DESCRIPTION OF THE TASK
In the entries below, the lines from the one with "Target: yellow gummy candy" through the one with "Expected: one point per instance of the red fabric rose, each" are to be copied exactly; both ends count.

DATA SUPPLIED

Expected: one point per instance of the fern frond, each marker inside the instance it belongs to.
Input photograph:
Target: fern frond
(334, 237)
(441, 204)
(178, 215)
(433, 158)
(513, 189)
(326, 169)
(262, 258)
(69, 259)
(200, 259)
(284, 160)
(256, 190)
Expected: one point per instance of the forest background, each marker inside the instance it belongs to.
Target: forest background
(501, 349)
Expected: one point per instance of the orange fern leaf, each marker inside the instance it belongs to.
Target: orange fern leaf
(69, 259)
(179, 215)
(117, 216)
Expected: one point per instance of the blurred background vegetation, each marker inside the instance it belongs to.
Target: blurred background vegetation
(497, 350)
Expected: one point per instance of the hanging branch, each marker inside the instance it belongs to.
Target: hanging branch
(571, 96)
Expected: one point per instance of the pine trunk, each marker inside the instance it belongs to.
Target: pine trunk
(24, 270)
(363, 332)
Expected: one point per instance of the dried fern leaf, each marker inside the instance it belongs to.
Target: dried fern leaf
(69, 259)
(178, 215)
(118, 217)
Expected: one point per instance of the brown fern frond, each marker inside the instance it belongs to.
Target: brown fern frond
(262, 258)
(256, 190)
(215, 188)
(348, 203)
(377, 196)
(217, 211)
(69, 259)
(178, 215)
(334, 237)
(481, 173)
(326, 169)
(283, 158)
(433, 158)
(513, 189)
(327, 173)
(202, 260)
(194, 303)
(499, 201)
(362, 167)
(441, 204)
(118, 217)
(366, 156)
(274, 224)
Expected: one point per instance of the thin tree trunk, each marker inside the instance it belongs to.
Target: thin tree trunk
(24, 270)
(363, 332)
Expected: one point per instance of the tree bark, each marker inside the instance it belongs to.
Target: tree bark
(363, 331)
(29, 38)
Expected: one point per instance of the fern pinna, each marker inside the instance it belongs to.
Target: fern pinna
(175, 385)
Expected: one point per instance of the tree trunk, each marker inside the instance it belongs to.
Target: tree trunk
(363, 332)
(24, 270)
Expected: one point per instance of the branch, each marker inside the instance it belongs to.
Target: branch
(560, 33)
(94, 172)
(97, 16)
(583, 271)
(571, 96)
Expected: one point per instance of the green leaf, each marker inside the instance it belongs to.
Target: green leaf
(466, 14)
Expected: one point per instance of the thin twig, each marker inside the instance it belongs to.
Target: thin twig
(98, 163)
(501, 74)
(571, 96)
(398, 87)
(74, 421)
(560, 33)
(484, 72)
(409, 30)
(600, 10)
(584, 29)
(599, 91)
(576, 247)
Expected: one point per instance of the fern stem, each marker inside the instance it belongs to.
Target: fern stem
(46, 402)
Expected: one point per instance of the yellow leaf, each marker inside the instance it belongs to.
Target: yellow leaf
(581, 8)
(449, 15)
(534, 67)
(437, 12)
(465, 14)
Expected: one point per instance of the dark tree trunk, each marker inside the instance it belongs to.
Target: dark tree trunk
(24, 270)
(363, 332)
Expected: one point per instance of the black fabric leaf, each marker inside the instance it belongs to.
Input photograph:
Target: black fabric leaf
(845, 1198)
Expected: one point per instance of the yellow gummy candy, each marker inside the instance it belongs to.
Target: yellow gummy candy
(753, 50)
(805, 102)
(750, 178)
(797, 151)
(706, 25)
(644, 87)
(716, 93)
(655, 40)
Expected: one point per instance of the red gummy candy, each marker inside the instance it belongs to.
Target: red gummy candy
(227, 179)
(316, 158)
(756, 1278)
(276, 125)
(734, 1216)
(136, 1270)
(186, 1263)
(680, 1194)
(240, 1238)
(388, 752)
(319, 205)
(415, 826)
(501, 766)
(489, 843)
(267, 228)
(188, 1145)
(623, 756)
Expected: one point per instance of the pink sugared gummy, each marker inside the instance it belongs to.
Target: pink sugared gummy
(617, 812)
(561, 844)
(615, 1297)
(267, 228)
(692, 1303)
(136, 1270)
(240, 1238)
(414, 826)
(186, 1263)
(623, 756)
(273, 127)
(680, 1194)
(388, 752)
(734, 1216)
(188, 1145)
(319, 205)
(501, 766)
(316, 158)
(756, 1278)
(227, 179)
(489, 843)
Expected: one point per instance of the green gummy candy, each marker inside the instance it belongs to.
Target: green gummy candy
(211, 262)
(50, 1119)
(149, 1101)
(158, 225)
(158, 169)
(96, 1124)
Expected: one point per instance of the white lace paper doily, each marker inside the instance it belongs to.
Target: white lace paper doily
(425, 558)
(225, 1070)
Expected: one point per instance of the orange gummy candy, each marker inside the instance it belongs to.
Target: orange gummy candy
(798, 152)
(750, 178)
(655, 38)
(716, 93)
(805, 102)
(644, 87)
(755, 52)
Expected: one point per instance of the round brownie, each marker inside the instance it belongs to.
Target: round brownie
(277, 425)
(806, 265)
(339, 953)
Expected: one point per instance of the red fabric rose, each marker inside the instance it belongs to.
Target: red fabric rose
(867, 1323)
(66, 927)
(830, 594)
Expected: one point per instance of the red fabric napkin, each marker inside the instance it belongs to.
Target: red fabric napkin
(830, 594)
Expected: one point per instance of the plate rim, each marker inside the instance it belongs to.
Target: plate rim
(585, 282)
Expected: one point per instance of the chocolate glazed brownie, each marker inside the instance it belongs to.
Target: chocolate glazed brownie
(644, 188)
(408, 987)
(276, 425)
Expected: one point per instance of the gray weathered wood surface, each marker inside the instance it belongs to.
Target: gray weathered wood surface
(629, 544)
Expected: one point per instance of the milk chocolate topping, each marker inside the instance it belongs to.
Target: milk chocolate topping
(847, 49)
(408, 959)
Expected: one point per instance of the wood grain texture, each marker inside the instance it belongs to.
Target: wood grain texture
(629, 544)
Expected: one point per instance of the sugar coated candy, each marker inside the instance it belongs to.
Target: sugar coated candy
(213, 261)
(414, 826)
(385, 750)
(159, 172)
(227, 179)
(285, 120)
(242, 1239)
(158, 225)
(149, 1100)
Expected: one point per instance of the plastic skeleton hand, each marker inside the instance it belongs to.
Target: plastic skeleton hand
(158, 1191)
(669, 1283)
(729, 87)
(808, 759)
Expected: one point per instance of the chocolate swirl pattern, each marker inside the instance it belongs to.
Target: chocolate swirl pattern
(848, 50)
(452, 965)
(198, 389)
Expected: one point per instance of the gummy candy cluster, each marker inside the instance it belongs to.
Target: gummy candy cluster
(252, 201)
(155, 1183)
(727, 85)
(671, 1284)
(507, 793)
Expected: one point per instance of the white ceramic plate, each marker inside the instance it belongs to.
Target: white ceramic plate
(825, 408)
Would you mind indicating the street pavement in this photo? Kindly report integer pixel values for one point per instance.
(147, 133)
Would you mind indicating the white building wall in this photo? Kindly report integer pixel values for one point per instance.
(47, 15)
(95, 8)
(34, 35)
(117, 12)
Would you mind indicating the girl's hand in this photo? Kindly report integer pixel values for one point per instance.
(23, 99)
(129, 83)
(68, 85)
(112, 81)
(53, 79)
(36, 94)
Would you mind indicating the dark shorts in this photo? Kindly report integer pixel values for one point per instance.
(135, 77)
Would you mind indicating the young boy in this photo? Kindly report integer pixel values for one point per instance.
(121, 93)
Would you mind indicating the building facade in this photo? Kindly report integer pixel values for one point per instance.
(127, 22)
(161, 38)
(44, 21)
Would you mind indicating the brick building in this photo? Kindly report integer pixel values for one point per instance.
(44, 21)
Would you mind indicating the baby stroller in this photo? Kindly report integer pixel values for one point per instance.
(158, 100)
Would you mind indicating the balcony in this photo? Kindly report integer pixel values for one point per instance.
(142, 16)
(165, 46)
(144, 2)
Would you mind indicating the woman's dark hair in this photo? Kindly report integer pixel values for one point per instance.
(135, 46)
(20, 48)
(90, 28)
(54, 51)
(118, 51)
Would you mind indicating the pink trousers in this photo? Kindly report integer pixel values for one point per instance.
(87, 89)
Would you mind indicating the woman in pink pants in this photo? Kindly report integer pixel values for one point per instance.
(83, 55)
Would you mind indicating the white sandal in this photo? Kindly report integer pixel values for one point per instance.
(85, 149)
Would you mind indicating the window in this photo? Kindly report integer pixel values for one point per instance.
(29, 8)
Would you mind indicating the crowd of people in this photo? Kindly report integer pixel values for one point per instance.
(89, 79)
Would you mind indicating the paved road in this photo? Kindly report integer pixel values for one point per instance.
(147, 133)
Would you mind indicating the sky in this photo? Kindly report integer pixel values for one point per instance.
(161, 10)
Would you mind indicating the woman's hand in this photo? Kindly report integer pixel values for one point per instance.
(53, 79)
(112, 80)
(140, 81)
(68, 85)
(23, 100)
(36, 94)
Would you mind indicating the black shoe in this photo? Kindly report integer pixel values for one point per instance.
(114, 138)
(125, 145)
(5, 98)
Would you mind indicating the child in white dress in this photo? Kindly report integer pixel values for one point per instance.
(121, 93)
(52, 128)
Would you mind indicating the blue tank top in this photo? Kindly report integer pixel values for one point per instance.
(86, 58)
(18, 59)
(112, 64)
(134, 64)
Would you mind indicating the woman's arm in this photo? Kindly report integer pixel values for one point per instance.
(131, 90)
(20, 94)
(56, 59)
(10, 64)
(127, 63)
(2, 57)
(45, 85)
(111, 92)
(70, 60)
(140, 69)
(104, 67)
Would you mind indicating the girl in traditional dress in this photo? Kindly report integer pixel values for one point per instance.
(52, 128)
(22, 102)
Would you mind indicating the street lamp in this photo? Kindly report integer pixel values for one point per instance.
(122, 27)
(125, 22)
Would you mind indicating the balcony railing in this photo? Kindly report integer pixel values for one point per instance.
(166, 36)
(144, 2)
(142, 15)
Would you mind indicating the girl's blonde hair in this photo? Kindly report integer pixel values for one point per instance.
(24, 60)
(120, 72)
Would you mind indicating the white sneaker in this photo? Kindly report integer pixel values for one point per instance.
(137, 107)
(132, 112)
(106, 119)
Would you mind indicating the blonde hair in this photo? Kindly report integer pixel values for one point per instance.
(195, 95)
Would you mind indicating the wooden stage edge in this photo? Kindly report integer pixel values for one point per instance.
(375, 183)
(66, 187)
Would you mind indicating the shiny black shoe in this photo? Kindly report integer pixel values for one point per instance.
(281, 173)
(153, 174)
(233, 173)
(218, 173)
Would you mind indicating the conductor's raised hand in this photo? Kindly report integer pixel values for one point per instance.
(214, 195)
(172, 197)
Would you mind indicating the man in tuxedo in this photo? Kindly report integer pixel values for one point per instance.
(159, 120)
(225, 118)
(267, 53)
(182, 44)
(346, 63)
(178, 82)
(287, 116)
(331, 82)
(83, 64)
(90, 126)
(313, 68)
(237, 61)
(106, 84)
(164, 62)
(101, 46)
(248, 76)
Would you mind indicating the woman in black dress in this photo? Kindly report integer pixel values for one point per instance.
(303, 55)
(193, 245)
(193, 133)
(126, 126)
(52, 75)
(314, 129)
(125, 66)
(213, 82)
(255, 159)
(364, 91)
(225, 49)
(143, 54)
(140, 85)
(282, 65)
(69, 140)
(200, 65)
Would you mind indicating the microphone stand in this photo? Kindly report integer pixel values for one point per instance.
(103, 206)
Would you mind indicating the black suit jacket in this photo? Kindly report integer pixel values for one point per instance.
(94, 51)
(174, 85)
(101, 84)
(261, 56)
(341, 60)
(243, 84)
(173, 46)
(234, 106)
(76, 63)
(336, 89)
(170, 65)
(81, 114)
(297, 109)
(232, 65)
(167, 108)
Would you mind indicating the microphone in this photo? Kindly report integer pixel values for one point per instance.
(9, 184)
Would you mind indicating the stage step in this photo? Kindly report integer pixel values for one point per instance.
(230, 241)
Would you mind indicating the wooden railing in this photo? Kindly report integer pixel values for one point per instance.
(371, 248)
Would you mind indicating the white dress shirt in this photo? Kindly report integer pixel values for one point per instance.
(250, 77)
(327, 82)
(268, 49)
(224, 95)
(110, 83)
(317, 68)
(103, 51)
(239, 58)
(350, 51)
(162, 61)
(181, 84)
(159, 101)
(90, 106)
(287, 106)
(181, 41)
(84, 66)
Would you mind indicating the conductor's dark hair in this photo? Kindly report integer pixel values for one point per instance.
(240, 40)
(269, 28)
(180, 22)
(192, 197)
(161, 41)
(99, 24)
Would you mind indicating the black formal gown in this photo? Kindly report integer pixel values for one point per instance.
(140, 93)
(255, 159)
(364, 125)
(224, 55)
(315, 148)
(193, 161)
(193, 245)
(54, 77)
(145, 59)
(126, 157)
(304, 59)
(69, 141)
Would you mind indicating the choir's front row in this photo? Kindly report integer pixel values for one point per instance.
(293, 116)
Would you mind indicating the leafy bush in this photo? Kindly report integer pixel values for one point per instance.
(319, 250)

YOUR SOLUTION
Target: yellow gummy candy
(753, 50)
(805, 102)
(750, 178)
(797, 151)
(706, 25)
(644, 87)
(716, 93)
(655, 40)
Expected: one point per instance of the red gummy candy, each marker inside the instance it belongs to.
Target: red gummy candy
(227, 179)
(316, 158)
(756, 1278)
(276, 125)
(734, 1216)
(136, 1270)
(186, 1263)
(680, 1194)
(240, 1238)
(388, 752)
(319, 205)
(415, 826)
(501, 766)
(489, 843)
(267, 228)
(188, 1145)
(623, 756)
Expected: one point per instance of the pink sugared gummy, each marker inside the instance it belongs to.
Target: pink sugared gummy
(617, 812)
(561, 844)
(615, 1297)
(267, 228)
(692, 1303)
(136, 1270)
(240, 1238)
(414, 826)
(186, 1263)
(623, 756)
(273, 127)
(680, 1194)
(388, 752)
(734, 1216)
(188, 1145)
(319, 205)
(501, 766)
(316, 158)
(756, 1278)
(227, 179)
(489, 843)
Expected: one point per instance of the green gummy candy, each marker inside the instance it belongs to.
Target: green gummy candy
(211, 262)
(50, 1119)
(149, 1101)
(158, 225)
(158, 169)
(96, 1124)
Expected: one point per instance of the white lace paper doily, each marker inside the instance it belongs to.
Target: white lace paper doily
(425, 558)
(225, 1070)
Expected: one point per instance of the orange gummy candy, each marker inside the instance it belongs to.
Target: orange gummy candy
(798, 152)
(750, 178)
(655, 38)
(716, 93)
(805, 102)
(644, 87)
(755, 52)
Expected: one point per instance of the round brownie, each marker inside the instance it belongs to.
Target: round brownie
(277, 425)
(806, 265)
(339, 953)
Expected: one point per instance of the red fabric rose, each marker inside the instance it belongs to.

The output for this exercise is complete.